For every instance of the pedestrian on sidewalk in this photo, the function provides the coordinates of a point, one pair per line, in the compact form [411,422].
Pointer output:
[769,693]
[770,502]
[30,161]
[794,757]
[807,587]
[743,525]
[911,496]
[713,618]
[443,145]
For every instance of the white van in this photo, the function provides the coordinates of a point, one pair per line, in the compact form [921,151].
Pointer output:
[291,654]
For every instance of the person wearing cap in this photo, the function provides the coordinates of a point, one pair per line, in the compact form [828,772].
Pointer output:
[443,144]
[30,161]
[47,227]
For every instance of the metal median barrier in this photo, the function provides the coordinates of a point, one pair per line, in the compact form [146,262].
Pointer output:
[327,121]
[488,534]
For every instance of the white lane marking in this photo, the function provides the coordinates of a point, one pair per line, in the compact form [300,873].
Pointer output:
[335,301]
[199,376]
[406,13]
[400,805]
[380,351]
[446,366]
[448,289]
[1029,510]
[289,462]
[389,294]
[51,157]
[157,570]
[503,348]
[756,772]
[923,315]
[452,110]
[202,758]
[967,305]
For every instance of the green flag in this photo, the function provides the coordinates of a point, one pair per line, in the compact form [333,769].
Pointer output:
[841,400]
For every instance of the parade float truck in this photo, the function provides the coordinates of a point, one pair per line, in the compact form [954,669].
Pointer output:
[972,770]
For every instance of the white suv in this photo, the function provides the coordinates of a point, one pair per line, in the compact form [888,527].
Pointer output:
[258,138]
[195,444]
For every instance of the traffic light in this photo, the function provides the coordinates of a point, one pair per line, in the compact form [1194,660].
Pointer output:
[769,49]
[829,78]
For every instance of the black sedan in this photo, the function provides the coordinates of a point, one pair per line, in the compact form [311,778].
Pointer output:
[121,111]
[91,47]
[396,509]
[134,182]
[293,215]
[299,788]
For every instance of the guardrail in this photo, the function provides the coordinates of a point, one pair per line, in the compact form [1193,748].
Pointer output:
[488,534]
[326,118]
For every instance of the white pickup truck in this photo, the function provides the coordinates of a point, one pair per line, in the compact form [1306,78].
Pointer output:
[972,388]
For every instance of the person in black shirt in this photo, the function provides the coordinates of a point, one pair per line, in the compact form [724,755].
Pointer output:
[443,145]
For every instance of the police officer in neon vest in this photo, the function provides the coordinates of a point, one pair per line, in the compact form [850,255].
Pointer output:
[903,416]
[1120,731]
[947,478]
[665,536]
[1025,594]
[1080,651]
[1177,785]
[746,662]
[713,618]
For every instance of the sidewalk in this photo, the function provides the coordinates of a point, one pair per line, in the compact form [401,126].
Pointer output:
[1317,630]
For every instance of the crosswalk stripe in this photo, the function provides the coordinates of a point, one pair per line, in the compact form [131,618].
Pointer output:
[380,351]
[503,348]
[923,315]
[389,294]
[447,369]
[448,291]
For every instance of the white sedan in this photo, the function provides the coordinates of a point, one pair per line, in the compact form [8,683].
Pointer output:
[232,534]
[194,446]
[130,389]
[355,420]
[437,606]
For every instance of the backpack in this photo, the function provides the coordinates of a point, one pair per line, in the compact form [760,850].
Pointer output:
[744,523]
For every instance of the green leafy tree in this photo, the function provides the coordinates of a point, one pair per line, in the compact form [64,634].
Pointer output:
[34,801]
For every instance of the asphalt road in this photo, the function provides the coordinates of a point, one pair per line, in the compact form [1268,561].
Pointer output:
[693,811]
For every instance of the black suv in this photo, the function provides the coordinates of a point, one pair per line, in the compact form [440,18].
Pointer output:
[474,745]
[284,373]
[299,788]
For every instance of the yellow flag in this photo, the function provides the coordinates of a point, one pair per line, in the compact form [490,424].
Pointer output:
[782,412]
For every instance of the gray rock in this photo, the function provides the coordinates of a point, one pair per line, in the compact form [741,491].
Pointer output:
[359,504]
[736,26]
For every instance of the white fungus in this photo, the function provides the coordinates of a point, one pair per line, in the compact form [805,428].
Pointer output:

> [Your goal]: Rewrite every line of the records above as a numbered list, dropping any blank lines.

> [Exercise answer]:
1. For every instance of the pedestrian on sidewalk in this photo, the function provides the coordinates of a point, one pair per line, in the compact form [411,422].
2. Pointer output:
3. [769,693]
4. [770,502]
5. [30,161]
6. [794,757]
7. [807,587]
8. [743,525]
9. [911,496]
10. [713,618]
11. [443,145]
12. For every instance of the white van in this photo, the function provides the coordinates of a point, one pair per line, in the compact form [921,151].
13. Pointer output:
14. [291,654]
15. For every instance of the person wearing cap in this photo, the function provides the coordinates of a point, one pair per line, in the compact form [828,772].
16. Pointer output:
17. [443,144]
18. [30,161]
19. [47,227]
20. For every instance of the metal median barrier in this photo, the function provides the coordinates of a point, one pair per line, in the compact form [146,262].
21. Pointer output:
22. [327,121]
23. [488,534]
24. For every instance of the white lane marking in this photo, the function provides the coordinates of a point, one pair per line, in the compact form [300,873].
25. Pointer output:
26. [335,301]
27. [199,376]
28. [406,13]
29. [400,805]
30. [380,351]
31. [446,366]
32. [448,289]
33. [1029,510]
34. [289,462]
35. [389,294]
36. [51,157]
37. [157,570]
38. [503,348]
39. [756,772]
40. [923,315]
41. [452,110]
42. [202,758]
43. [967,305]
44. For every instance of the green flag in this photo, the function provides the coordinates of a point, one pair per line, in the compact form [333,769].
45. Pointer output:
46. [841,400]
47. For every instance of the parade float truck in this photo, the function provides the coordinates of a point, one pair per line, in the compact form [954,669].
48. Pointer output:
49. [972,770]
50. For every instance of the white suv in this photo, the function provides the coordinates of a point, one pair per line, in the compact form [888,527].
51. Pointer output:
52. [258,138]
53. [195,444]
54. For every instance of the traffic light in this photo, the function provides the coordinates of a point, one pair per line, in the compact form [1194,660].
55. Pointer output:
56. [769,49]
57. [829,78]
58. For every instance of the black sedan in this photo, the function provides the coordinates of a point, one pair per line, in the compact form [311,778].
59. Pointer output:
60. [121,111]
61. [91,47]
62. [396,509]
63. [134,182]
64. [293,215]
65. [299,788]
66. For every instance of the guardrail in this photo, the function provides the coordinates of a point, one pair per line, in the compact form [1193,748].
67. Pointer output:
68. [488,534]
69. [326,118]
70. For every instance of the white pickup truck in this photo, the function provides the coordinates of a point, one pair per line, in the compact form [1306,78].
71. Pointer output:
72. [972,388]
73. For every instance of the person in black shirt in this photo, the function provides the coordinates of a point, one pair per line, in the compact form [724,755].
74. Pointer output:
75. [443,145]
76. For every instance of the police officer in neon vest in this photo, the function provides the coordinates of a point, one pair per line, in the compact form [850,255].
77. Pointer output:
78. [903,416]
79. [1120,731]
80. [947,478]
81. [665,536]
82. [1025,594]
83. [1080,651]
84. [1177,785]
85. [746,662]
86. [713,618]
87. For every instance of the sidewalk in this photo, the function provides the coordinates of a point, one pair per line, in the compact form [401,126].
88. Pointer output:
89. [1317,630]
90. For every instance of the crosswalk stripe in this photo, the function provides the coordinates of a point, one pair per line, in the compact form [131,618].
91. Pointer output:
92. [380,351]
93. [503,348]
94. [923,315]
95. [389,294]
96. [447,369]
97. [448,291]
98. For every instance of the white sedan in this photo, the function provides the coordinates of a point, one pair per line, in the compact form [8,683].
99. Pointer output:
100. [232,534]
101. [194,446]
102. [130,389]
103. [355,420]
104. [437,606]
105. For every instance of the backpack in this photo, the function provides the coordinates of a point, one pair per line, in the compact form [760,850].
106. Pointer output:
107. [744,523]
108. For every instance of the green leafy tree in this photo, the function provides the coordinates of a point, one pair per line, in the compact form [64,634].
109. Pointer output:
110. [34,801]
111. For every instance of the asphalt road in this photo, the function provides the coordinates of a point, one pair per line, in the compact form [1268,561].
112. Pointer output:
113. [693,811]
114. For every instance of the black suv in this photo, the function provides the coordinates of a point, one pair per line, in the compact form [440,18].
115. Pointer output:
116. [474,745]
117. [284,373]
118. [299,788]
119. For every instance of the yellow flag in this photo, the function provides the coordinates of a point, one pair per line, in the compact form [490,424].
120. Pointer output:
121. [782,412]
122. For every instance of the gray rock in this photo, the function provides the coordinates of a point, one pair per line, in the compact form [741,491].
123. Pointer output:
124. [359,504]
125. [736,26]
126. For every instance of the white fungus in this photo, the function provides the coordinates of a point, one pair per line, in the compact form [805,428].
127. Pointer output:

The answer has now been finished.